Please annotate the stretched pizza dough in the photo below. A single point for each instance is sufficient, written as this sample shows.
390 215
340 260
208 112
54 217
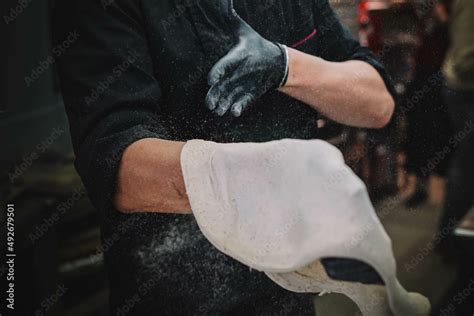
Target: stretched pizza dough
279 207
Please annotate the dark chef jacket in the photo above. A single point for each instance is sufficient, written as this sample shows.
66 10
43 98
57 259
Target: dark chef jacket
137 69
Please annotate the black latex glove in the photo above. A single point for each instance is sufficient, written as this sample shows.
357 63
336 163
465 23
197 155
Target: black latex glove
252 67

> **Work to complete**
Convert the material above into a Markdown table with the columns Row and Line, numbering each non-blank line in its own row. Omit the pictures.

> **Response to the exercise**
| Row | Line |
|---|---|
| 1 | Please annotate the stretched pizza dough in the photo below. A single point for each instance is sufficient, written as this sample shows. |
| 2 | 390 215 |
| 3 | 340 260 |
| 4 | 208 112 |
| 5 | 54 217 |
| 6 | Target: stretched pizza dough |
| 7 | 279 207 |
| 8 | Please annotate the dark chef jacket in the photo above. A single point for each instance is sufficient, written as this sample shows. |
| 9 | 66 10 |
| 10 | 43 98 |
| 11 | 57 259 |
| 12 | Target: dark chef jacket |
| 13 | 137 69 |
| 14 | Please annotate the black latex glove in the photo above. A single point for each instance is sufficient, written as this sample shows. |
| 15 | 357 63 |
| 16 | 336 163 |
| 17 | 465 23 |
| 18 | 197 155 |
| 19 | Target: black latex glove |
| 20 | 252 67 |